───── Provided data ─────

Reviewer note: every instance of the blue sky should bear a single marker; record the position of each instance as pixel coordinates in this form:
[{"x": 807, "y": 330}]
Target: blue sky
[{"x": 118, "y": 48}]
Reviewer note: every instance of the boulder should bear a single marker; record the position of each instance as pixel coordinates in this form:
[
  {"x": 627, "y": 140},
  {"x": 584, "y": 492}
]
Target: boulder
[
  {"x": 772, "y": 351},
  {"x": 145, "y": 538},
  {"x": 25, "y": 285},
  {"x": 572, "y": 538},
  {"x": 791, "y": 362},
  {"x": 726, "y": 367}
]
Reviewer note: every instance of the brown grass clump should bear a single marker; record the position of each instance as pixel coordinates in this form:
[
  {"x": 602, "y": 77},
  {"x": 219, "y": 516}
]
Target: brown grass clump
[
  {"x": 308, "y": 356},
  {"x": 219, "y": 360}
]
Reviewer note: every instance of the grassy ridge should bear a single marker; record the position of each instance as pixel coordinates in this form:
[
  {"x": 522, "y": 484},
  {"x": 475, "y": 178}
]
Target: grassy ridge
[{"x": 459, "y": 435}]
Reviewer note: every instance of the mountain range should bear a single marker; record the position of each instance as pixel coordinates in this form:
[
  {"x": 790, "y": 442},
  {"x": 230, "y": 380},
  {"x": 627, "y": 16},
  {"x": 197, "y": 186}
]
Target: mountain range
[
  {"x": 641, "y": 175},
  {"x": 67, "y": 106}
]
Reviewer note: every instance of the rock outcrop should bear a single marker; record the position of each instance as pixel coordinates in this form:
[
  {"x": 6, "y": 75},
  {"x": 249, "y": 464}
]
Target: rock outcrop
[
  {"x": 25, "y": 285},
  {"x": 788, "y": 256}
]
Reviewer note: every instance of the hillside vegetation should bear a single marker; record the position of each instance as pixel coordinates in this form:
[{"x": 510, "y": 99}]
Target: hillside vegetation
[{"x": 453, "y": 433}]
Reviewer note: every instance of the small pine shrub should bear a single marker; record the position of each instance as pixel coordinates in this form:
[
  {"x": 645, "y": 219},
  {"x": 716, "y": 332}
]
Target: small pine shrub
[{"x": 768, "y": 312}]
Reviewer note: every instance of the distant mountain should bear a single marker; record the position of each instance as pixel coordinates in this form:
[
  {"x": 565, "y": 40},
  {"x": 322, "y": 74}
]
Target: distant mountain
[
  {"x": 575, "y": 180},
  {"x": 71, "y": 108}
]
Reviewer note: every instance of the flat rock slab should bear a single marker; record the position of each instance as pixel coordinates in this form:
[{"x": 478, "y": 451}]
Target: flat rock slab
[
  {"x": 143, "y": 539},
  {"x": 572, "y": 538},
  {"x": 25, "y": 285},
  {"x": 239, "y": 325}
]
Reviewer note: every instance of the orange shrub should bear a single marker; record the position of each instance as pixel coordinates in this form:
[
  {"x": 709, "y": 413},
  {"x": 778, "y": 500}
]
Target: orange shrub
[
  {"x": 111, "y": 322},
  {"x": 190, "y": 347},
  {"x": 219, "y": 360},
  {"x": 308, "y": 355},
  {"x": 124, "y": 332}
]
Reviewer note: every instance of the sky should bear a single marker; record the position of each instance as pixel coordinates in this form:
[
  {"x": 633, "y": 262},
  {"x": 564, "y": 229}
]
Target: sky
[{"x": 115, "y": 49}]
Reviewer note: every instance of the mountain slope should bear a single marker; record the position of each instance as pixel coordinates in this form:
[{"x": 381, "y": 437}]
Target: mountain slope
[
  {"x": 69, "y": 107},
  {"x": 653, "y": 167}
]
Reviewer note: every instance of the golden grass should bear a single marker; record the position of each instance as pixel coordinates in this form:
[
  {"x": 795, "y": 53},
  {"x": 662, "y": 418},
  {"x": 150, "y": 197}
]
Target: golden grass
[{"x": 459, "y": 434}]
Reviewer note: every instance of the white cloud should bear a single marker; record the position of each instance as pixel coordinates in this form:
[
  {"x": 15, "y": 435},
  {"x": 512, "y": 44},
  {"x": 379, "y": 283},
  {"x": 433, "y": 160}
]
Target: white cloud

─────

▶ _Your goal_: Write all of the records out again exactly.

▶ _Exercise answer_:
Reviewer note: every instance of the blue sky should bear a single marker; record the position of each instance as pixel coordinates in this form:
[{"x": 807, "y": 330}]
Target: blue sky
[{"x": 118, "y": 48}]
Reviewer note: every instance of the boulder should bear a single marker; record the position of each instance as pixel coordinates in this form:
[
  {"x": 627, "y": 140},
  {"x": 584, "y": 492}
]
Target: boulder
[
  {"x": 772, "y": 351},
  {"x": 145, "y": 538},
  {"x": 25, "y": 285},
  {"x": 572, "y": 538},
  {"x": 791, "y": 362},
  {"x": 726, "y": 367}
]
Reviewer note: every instance of the brown grass clump should bear a single marker; record the position of each instance as pixel coordinates in this form:
[
  {"x": 602, "y": 77},
  {"x": 219, "y": 516}
]
Target: brown grass clump
[
  {"x": 308, "y": 356},
  {"x": 219, "y": 360}
]
Reviewer note: every instance of the grassy ridge should bear a single marker; record the position of each instance as pixel coordinates in this form:
[
  {"x": 522, "y": 484},
  {"x": 475, "y": 178}
]
Target: grassy ridge
[{"x": 459, "y": 435}]
Reviewer note: every instance of the mountain range should bear a single marker; record the position of each instance as pixel coordinates in this form:
[
  {"x": 790, "y": 442},
  {"x": 230, "y": 380},
  {"x": 627, "y": 16},
  {"x": 197, "y": 186}
]
Target: mountain range
[
  {"x": 641, "y": 175},
  {"x": 67, "y": 106}
]
Reviewer note: every instance of the rock outcrop should bear a single marker; record the position of each instance as pixel coordinates in this form:
[
  {"x": 6, "y": 75},
  {"x": 249, "y": 464}
]
Target: rock outcrop
[
  {"x": 25, "y": 285},
  {"x": 788, "y": 256}
]
Reviewer note: every instance of the hillside vegetation should bear a single marker; record the position of each instance as pixel coordinates in this form:
[{"x": 510, "y": 99}]
Target: hillside vegetation
[{"x": 453, "y": 433}]
Reviewer note: every instance of the small pine shrub should bear a single marker; record the position of each instance as pixel coordinates in this form:
[
  {"x": 645, "y": 219},
  {"x": 716, "y": 332}
]
Target: small pine shrub
[{"x": 768, "y": 312}]
Reviewer note: every instance of the distant mountain should bear a single marker; record the position of each instance as pixel coordinates in this form:
[
  {"x": 565, "y": 40},
  {"x": 322, "y": 74}
]
Target: distant mountain
[
  {"x": 575, "y": 180},
  {"x": 71, "y": 108}
]
Reviewer note: every instance of the flat rock slab should bear a single marker; record the position of each instance as pixel coordinates in this form:
[{"x": 478, "y": 451}]
Target: flat rock slab
[
  {"x": 143, "y": 539},
  {"x": 572, "y": 538},
  {"x": 25, "y": 285},
  {"x": 239, "y": 325}
]
Reviewer note: every instance of the orange shrub should bear a single marker; record the position of each instance as pixel coordinates in this form:
[
  {"x": 709, "y": 413},
  {"x": 778, "y": 500}
]
Target: orange shrub
[
  {"x": 111, "y": 322},
  {"x": 190, "y": 347},
  {"x": 219, "y": 360},
  {"x": 308, "y": 355},
  {"x": 124, "y": 332}
]
Reviewer note: every instance of the sky should bear a single marker; record the position of each instance as pixel coordinates in this form:
[
  {"x": 633, "y": 262},
  {"x": 564, "y": 229}
]
Target: sky
[{"x": 115, "y": 49}]
Reviewer note: every instance of the mountain slope should bear a single marker; record the position of each instance as pixel coordinates in this form:
[{"x": 381, "y": 437}]
Target: mountain slope
[
  {"x": 69, "y": 107},
  {"x": 653, "y": 167}
]
Reviewer note: every instance of the golden grass should bear a single marker; record the position of each instance as pixel coordinates in this form:
[
  {"x": 795, "y": 53},
  {"x": 662, "y": 418},
  {"x": 150, "y": 197}
]
Target: golden grass
[{"x": 459, "y": 434}]
Reviewer note: every instance of the white cloud should bear a single marker; record the position of each instance as pixel coordinates in this form:
[
  {"x": 15, "y": 435},
  {"x": 512, "y": 44},
  {"x": 379, "y": 283},
  {"x": 433, "y": 160}
]
Target: white cloud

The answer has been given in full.